Shape labeling records
━━━━━━━━

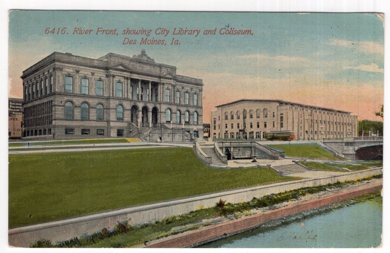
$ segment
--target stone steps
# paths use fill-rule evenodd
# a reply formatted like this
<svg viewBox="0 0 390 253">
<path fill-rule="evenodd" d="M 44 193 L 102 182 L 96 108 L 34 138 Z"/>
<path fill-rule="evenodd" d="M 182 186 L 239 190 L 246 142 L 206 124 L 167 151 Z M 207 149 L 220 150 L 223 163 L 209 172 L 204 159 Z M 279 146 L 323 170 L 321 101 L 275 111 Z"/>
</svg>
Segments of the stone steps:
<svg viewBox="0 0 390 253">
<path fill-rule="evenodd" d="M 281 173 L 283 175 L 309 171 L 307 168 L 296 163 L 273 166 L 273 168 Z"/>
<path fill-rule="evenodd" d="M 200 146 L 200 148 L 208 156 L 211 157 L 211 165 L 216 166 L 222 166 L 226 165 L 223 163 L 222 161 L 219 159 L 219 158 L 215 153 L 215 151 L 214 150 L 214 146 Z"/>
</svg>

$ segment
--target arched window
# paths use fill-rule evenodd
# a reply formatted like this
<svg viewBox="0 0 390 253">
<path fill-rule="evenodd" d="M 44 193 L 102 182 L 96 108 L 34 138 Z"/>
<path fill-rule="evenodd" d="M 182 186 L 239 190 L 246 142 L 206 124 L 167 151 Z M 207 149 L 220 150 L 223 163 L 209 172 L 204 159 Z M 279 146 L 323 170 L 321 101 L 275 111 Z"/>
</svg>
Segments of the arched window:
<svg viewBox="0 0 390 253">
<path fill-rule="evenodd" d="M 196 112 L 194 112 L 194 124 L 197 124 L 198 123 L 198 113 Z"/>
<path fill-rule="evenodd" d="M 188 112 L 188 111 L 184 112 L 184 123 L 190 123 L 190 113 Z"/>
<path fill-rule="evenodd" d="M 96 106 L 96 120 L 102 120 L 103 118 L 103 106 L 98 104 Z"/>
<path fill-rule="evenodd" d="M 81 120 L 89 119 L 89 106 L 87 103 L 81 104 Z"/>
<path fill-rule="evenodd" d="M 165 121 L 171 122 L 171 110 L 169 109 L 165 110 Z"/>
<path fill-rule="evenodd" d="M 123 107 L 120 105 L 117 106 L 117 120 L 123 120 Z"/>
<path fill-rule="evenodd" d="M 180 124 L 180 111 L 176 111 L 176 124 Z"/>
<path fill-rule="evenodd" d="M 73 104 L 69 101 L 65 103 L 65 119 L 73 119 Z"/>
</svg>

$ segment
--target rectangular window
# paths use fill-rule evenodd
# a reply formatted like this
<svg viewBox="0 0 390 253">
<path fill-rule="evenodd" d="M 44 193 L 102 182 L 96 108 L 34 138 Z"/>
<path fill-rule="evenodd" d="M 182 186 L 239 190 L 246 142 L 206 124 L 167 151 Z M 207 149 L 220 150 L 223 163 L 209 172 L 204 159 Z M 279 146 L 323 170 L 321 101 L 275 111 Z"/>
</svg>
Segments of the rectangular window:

━━━━━━━━

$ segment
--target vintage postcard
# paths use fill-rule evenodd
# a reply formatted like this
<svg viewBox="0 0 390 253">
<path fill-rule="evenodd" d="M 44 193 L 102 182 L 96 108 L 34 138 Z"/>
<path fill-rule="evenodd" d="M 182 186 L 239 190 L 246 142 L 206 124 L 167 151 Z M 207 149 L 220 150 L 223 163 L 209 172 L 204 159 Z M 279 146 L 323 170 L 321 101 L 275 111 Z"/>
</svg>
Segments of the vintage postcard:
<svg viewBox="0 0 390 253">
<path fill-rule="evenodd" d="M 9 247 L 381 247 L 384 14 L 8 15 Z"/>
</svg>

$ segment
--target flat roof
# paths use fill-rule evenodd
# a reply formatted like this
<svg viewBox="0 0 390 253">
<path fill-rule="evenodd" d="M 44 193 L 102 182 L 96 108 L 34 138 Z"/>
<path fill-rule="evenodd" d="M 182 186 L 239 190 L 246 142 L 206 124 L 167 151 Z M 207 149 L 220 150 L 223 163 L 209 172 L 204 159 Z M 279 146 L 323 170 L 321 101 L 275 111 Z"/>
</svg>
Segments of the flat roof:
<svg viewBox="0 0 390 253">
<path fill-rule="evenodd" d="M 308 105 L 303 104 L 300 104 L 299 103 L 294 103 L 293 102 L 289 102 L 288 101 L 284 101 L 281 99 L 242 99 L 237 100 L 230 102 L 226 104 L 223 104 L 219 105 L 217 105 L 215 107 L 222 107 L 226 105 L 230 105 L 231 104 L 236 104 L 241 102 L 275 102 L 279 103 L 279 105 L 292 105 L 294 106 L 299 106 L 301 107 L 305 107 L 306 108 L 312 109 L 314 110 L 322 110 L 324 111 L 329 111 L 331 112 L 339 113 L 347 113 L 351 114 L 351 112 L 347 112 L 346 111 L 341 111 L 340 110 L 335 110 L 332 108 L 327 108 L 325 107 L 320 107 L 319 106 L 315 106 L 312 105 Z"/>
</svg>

━━━━━━━━

*TASK STATEMENT*. Extract each line from the rows above that contains the string "steps", treating uppercase and lowercase as different.

*TASK OUTPUT*.
--target stone steps
Segments of the stone steps:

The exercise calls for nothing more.